Problem details
Output all entries verbatim.

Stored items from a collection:
□ □ □ □ □ □ □

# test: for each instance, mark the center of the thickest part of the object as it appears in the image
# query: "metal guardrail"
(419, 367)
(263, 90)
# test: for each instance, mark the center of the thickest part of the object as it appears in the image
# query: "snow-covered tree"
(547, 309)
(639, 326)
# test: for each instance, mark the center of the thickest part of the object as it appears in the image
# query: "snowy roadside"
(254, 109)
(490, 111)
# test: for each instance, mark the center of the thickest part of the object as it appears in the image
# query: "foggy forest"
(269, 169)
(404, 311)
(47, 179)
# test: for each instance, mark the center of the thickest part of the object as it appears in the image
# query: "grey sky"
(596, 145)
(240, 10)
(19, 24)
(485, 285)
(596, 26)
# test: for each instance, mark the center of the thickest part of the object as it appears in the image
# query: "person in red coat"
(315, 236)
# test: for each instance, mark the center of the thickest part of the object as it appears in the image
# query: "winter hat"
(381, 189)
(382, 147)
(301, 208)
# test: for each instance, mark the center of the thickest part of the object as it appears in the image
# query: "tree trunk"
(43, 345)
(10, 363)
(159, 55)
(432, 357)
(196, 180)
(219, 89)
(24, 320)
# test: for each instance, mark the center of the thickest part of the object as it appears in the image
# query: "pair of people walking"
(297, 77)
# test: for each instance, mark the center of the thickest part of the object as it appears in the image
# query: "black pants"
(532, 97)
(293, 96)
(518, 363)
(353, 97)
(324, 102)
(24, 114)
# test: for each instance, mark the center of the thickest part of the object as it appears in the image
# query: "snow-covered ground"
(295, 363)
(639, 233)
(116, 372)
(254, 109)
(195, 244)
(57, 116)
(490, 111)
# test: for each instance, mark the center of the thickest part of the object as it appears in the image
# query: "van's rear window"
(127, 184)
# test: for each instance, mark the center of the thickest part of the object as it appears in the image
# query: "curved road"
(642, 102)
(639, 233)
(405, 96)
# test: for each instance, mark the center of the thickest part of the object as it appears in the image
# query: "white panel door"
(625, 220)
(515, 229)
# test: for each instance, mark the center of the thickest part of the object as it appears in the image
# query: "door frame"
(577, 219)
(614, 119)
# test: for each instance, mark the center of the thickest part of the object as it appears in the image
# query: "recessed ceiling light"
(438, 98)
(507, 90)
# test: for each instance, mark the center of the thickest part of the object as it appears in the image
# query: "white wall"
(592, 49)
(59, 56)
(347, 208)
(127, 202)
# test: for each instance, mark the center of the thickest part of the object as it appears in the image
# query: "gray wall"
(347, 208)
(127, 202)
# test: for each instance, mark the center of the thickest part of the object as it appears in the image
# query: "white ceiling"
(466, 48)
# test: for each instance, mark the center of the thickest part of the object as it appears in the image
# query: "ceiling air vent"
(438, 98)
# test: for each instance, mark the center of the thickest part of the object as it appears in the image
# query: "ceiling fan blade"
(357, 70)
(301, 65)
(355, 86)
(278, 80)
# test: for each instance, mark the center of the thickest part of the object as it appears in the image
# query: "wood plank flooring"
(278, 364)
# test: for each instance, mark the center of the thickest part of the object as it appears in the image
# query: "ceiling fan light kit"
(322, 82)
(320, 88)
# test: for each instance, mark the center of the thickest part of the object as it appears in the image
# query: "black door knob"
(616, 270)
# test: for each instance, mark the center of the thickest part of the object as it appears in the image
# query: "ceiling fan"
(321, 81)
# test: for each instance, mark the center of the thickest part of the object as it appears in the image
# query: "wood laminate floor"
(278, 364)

□ □ □ □ □ □ □

Task result
# test: for each instance, mark the center of the thickest part of the object as it appears in the image
# query: "metal guardrail"
(419, 367)
(263, 90)
# test: for each instance, mark the center of the thickest part of the object as it appears in the image
# query: "snow-covered tree"
(547, 309)
(639, 326)
# test: for each instance, mark the center of the thickest part of the object as it appears in the image
# query: "snowy roadside"
(254, 109)
(490, 111)
# test: for each instance, mark the center of the thickest part of the object as it appears in the image
# query: "foggy forest"
(269, 169)
(404, 311)
(47, 179)
# test: for each instance, mark the center of the thickest part of the object as it appears in the image
# query: "grey sky"
(596, 145)
(240, 10)
(19, 24)
(485, 285)
(596, 26)
# test: for each instance, mark the center of the thickest part of the object as it appears in the image
# query: "person in red coat"
(315, 236)
# test: for each instance, mark the center of the thickest part of the object as it appears in the image
# query: "winter hat"
(381, 189)
(382, 147)
(301, 208)
# test: for each instance, mark the center of the thickest part of the object as it appears in the image
# query: "tree trunk"
(43, 345)
(10, 363)
(159, 55)
(432, 357)
(196, 180)
(219, 89)
(24, 320)
# test: for each instance, mark the center of the thickest part of the object as it appears in the image
# query: "pair of people walking"
(297, 77)
# test: for each instance, mark the center of the thickest part of the object as it appears in the image
# query: "black pants"
(532, 97)
(293, 96)
(518, 363)
(353, 97)
(324, 102)
(24, 114)
# test: for each instance, mark the center of the thickest part of the object as it appears in the image
# query: "snow-covered ground"
(295, 363)
(639, 233)
(116, 372)
(254, 109)
(195, 244)
(57, 116)
(490, 111)
# test: for each instance, mark the center of the thickest part of the object as it appears in the image
# query: "van's rear window"
(127, 184)
# test: for each instance, mark the center of the thickest part of the object as it appears in the image
# query: "curved road"
(642, 102)
(639, 233)
(405, 96)
# test: for each instance, mark the center of the thickest part of the object as it appears in the image
# query: "white panel door"
(625, 220)
(515, 229)
# test: for each instance, mark the center of the thickest part of the object as it appears in the image
# query: "door frame"
(577, 219)
(614, 119)
# test: for each instance, mark the center of the thickest part of the object as it appears in the image
# query: "recessed ceiling light"
(438, 98)
(507, 90)
# test: for each instance, mark the center of the thickest part of the object as it appears in the image
# query: "white wall"
(592, 49)
(59, 56)
(347, 208)
(127, 202)
# test: for each instance, mark the center of the thickest part of the object as it appears in the image
# query: "gray wall"
(347, 208)
(127, 202)
# test: for each instance, mark the center of the thickest part of the object as it appears in the image
# query: "white ceiling"
(466, 48)
# test: for each instance, mark the center of the thickest part of the object as it appears in the image
# query: "ceiling air vent"
(438, 98)
# test: for each instance, mark the center of the thickest part of the object as it appears in the image
# query: "ceiling fan blade"
(357, 70)
(301, 65)
(355, 86)
(278, 80)
# test: for each instance, mark the center of the thickest part of the object as it appears in the image
# query: "wood plank flooring"
(278, 364)
# test: for each instance, mark the center of the thickest part of the object as it appears in the image
# query: "ceiling fan light kit"
(322, 82)
(320, 88)
# test: for each instance, mark the center of the thickest part of the object as it appears in the image
# query: "black door knob"
(616, 270)
# test: for each instance, mark the center of the thickest part of the object as it appears in the image
# query: "ceiling fan"
(321, 81)
# test: for each instance, mark the center of the thickest part of the object as it appears in the image
# query: "wood laminate floor"
(278, 364)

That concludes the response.